_EXERCISE_:
Copy out the text on dyeing Easter eggs word for word, from start to finish.

Updated on February 14, 2012

With Easter upon us many people, parents especially, will likely be hitting the stores for egg dying kits. However, it is not necessary to buy a kit to decorate your eggs. While you likely won't design a Fabrige style egg after reading this article, you should be proficient in basic egg decoration. The best part is that it is simple and you will find most, if not all, ingredients are already in your cupboard.

Basic Dye Recipe

10 drops of your favorite food coloring. More or less drops may be used depending on how intense you want the color.

1 Tbsp white vinegar

1/2 cup water

That's it. Dunk your hard-boiled egg, let it soak for 30 to 60 seconds and voila.


Okay, here's where it gets interesting. With the basic recipe above you can make a single color egg or you can dunk first one side then the other, to get multiple colors, but here are some other options:

Rubber Bands: If you wrap rubber bands around your egg before dying, the result will be an egg with a pattern on it. You could first dye your egg one color, rinse it, put on the rubber bands and then dye it another color if you want to add color to the resulting pattern.

_RECORDS SHOWN_:
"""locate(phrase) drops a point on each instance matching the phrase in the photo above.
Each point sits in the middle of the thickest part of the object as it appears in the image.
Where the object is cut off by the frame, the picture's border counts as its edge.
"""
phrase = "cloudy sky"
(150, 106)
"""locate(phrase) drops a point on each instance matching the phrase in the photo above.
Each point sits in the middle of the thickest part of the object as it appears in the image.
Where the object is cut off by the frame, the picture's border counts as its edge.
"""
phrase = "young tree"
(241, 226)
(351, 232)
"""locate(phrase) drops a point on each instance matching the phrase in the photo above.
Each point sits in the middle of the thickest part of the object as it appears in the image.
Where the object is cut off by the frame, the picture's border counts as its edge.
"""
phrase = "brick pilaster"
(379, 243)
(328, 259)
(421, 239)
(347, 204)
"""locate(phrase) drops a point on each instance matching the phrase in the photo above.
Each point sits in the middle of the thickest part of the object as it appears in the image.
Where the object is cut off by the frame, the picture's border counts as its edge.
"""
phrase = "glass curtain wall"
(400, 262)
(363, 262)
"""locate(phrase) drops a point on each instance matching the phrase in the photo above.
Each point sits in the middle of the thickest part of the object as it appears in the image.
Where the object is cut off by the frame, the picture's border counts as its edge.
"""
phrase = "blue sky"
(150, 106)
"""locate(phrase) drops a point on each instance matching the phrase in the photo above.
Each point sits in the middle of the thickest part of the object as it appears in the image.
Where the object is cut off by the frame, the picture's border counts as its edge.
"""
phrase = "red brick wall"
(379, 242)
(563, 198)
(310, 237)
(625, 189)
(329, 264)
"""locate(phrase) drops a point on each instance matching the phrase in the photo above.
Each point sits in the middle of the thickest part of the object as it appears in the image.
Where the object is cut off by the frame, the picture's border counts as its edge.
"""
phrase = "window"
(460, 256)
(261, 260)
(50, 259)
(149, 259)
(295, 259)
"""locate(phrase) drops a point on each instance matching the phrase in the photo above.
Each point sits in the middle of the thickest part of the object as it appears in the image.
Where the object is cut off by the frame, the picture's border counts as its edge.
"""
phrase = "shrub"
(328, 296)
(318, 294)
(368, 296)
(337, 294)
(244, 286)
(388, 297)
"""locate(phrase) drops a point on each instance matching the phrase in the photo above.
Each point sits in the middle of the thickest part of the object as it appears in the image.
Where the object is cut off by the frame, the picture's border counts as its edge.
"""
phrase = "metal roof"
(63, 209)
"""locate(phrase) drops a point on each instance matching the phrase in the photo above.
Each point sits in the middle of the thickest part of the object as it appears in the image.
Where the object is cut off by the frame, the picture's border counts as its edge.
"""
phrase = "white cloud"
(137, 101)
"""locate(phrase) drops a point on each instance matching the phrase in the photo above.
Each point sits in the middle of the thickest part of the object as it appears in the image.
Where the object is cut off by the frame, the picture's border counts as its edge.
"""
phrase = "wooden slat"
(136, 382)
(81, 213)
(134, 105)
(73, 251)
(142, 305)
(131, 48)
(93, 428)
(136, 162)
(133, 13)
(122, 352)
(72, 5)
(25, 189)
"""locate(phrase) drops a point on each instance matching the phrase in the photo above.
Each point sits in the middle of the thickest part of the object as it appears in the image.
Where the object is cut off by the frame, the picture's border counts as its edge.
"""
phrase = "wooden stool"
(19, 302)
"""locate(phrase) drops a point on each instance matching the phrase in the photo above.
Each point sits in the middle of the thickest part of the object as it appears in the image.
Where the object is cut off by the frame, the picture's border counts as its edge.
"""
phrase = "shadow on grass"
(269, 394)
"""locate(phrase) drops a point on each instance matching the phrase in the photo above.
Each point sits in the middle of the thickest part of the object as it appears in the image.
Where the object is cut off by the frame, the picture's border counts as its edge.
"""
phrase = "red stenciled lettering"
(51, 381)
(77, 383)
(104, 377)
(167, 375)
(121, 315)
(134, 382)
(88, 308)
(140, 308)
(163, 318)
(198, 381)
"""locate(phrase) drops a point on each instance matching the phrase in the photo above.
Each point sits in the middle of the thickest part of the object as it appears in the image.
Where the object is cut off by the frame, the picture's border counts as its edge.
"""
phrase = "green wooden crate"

_FINAL RESULT_:
Updated on February 14, 2012

With Easter upon us many people, parents especially, will likely be hitting the stores for egg dying kits. However, it is not necessary to buy a kit to decorate your eggs. While you likely won't design a Fabrige style egg after reading this article, you should be proficient in basic egg decoration. The best part is that it is simple and you will find most, if not all, ingredients are already in your cupboard.

Basic Dye Recipe

10 drops of your favorite food coloring. More or less drops may be used depending on how intense you want the color.

1 Tbsp white vinegar

1/2 cup water

That's it. Dunk your hard-boiled egg, let it soak for 30 to 60 seconds and voila.


Okay, here's where it gets interesting. With the basic recipe above you can make a single color egg or you can dunk first one side then the other, to get multiple colors, but here are some other options:

Rubber Bands: If you wrap rubber bands around your egg before dying, the result will be an egg with a pattern on it. You could first dye your egg one color, rinse it, put on the rubber bands and then dye it another color if you want to add color to the resulting pattern.